-- PROBLEM 1 --
Rewrite the entries below as a JSON list of strings, one string per line and no blank lines, starting with the line that contains "Where can you see the shadow" and going on through the last line of the entries. Leave the pictures out of the list.

-- QUOTED PASSAGE --
[FF] `pipeline_analytics_siphon` -- Route PipelineAnalytics reads through siphon_p_ci_pipelines
## Summary
This issue is to roll out [the feature](https://gitlab.com/gitlab-org/gitlab/-/issues/598440) on production,
that is currently behind the `pipeline_analytics_siphon` feature flag.
When enabled, the `PipelineAnalytics` GraphQL field (Project + Group) reads from
the Siphon-replicated `siphon_p_ci_pipelines` table via
`ClickHouse::Finders::Ci::SiphonPipelinesFinder` (argMax dedup pattern) instead
of the `ci_finished_pipelines_{hourly,daily}` materialized views.
## Owners
- Most appropriate Slack channel to reach out to: `#g_ci-platform`
- Best individual to reach out to: @narendran-kannan
## Expectations
### What are we expecting to happen?
- `/-/pipelines/charts` (Project and Group) continues to render aggregate counts,
per-status counts, and p50/p95/p99 duration statistics with parity to the MV
path within a small expected delta (raw `started_at` filtering vs hour-bucketed
`started_at_bucket`).

Dataset excerpts on object pointing
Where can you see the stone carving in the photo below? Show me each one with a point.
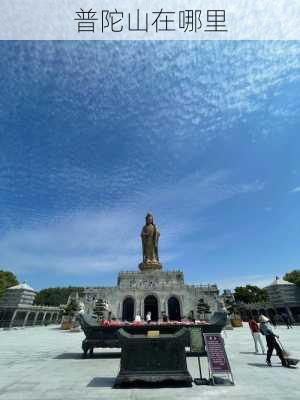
(150, 236)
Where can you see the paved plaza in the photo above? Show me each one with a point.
(45, 363)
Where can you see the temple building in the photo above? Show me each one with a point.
(163, 293)
(283, 298)
(17, 309)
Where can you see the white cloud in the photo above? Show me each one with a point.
(108, 240)
(295, 190)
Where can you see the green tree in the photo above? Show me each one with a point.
(250, 294)
(7, 279)
(293, 276)
(56, 296)
(202, 308)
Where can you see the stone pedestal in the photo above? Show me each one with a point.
(153, 360)
(150, 266)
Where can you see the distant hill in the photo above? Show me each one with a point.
(56, 296)
(7, 279)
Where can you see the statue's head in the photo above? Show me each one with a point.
(149, 219)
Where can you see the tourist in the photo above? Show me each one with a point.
(273, 320)
(254, 327)
(287, 320)
(148, 317)
(266, 330)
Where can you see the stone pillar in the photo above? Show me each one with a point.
(142, 309)
(290, 314)
(51, 318)
(35, 318)
(13, 318)
(43, 320)
(26, 318)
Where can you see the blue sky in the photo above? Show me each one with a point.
(93, 135)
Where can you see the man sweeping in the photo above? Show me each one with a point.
(266, 330)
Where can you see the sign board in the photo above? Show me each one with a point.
(216, 354)
(197, 344)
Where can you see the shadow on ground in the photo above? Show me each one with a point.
(263, 365)
(77, 356)
(102, 382)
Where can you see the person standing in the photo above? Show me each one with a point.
(254, 327)
(148, 317)
(287, 320)
(266, 330)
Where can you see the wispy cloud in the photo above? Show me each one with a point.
(105, 241)
(295, 190)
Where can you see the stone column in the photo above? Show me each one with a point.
(51, 317)
(290, 314)
(26, 318)
(35, 318)
(13, 318)
(43, 320)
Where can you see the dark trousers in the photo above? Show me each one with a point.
(273, 344)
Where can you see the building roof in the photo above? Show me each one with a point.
(280, 281)
(23, 286)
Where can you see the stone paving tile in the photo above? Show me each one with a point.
(44, 363)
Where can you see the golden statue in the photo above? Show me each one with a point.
(150, 236)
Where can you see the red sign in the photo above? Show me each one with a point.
(216, 353)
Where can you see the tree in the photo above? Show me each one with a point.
(56, 296)
(7, 279)
(293, 276)
(202, 308)
(250, 294)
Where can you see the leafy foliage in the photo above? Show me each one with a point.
(250, 294)
(202, 308)
(56, 296)
(7, 279)
(293, 276)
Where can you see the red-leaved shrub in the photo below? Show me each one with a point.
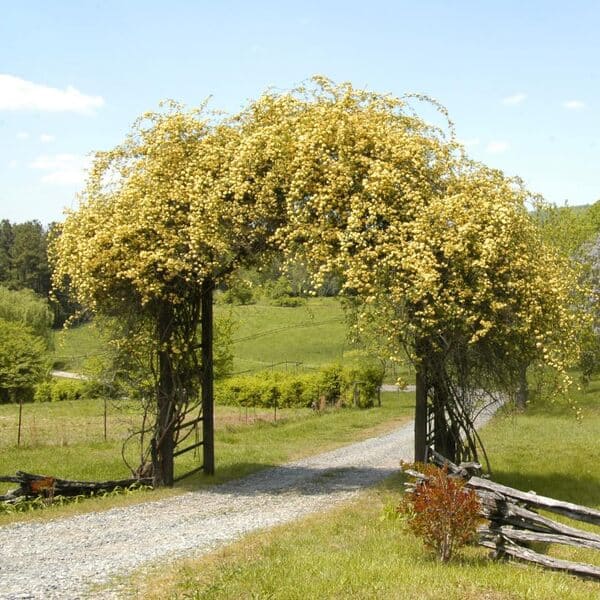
(441, 511)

-- PROBLEM 2 --
Extend the feature flag rollout issue from the point where it stops.

-- WRITTEN ANSWER 1 --
[
  "Where can you see the shadow on ground in the photo above? Show me each one with a point.",
  "(263, 365)",
  "(77, 356)",
  "(102, 382)",
  "Where can you see the person standing in the photo above? Show me each one with a point.",
  "(254, 327)",
  "(148, 317)",
  "(287, 320)",
  "(266, 330)",
  "Where can you see the wispy cloud in the photo above? Show me each one with a point.",
  "(105, 241)",
  "(295, 190)",
  "Where can you see the stone column in the photo above? Show me each one with a point.",
  "(51, 317)",
  "(290, 314)",
  "(26, 318)",
  "(35, 318)",
  "(13, 318)",
  "(43, 320)",
  "Where can you see the dark trousers in the photo above? Show me each one with a point.",
  "(273, 344)",
  "Where can you see the building roof in the photo above? Show me each one with a point.",
  "(280, 281)",
  "(23, 286)",
  "Where can you see the stone paving tile in the photo above? Show me each one with a point.",
  "(44, 363)",
  "Where can you see the golden statue in the photo above? Show me each one with a point.",
  "(150, 236)",
  "Where can you see the red sign in the photo above? Show me each one with a point.",
  "(216, 353)",
  "Where can you see the tree in the photo above? Show me each one with a point.",
  "(56, 296)",
  "(7, 279)",
  "(293, 276)",
  "(202, 308)",
  "(250, 294)",
  "Where can you see the leafy foliage in the photo above? Show me each one with a point.",
  "(250, 294)",
  "(202, 308)",
  "(56, 296)",
  "(7, 279)",
  "(293, 276)",
  "Where can you see the red-leaved shrub in the photo below? Show me each one with a point.",
  "(441, 511)"
]

-- WRITTEN ANSWER 2 --
- One bespoke sync pipeline (`Ci::ClickHouse::DataIngestion::FinishedPipelinesSyncService`)
becomes redundant once the rollout is complete, freeing up Sidekiq capacity and
removing a CSV-based ingestion path.
### What can go wrong and how would we detect it?
- **Siphon query latency on large groups.** `siphon_p_ci_pipelines` is row-level
(no pre-aggregation), so 90+ day group queries read significantly more bytes
than the daily MV. Detection: PipelineAnalytics request latency dashboards;
GraphQL P95 latency for `pipelineAnalytics` field.
- **`source` enum translation bug.** Siphon stores `source` as `Nullable(Int64)`
enum; the finder translates the Ruby symbol via `Ci::Pipeline.sources`. A drift
here would silently return zero rows for source-filtered queries. Detection:
comparing aggregate counts between the two paths on a sample container.
- **Boundary semantic difference at hour boundaries.** Siphon filters on raw
`started_at`; MV uses hour-truncated `started_at_bucket`. This is intentional
(siphon is more accurate) but customer-facing numbers may shift by a small
fraction at the window boundaries.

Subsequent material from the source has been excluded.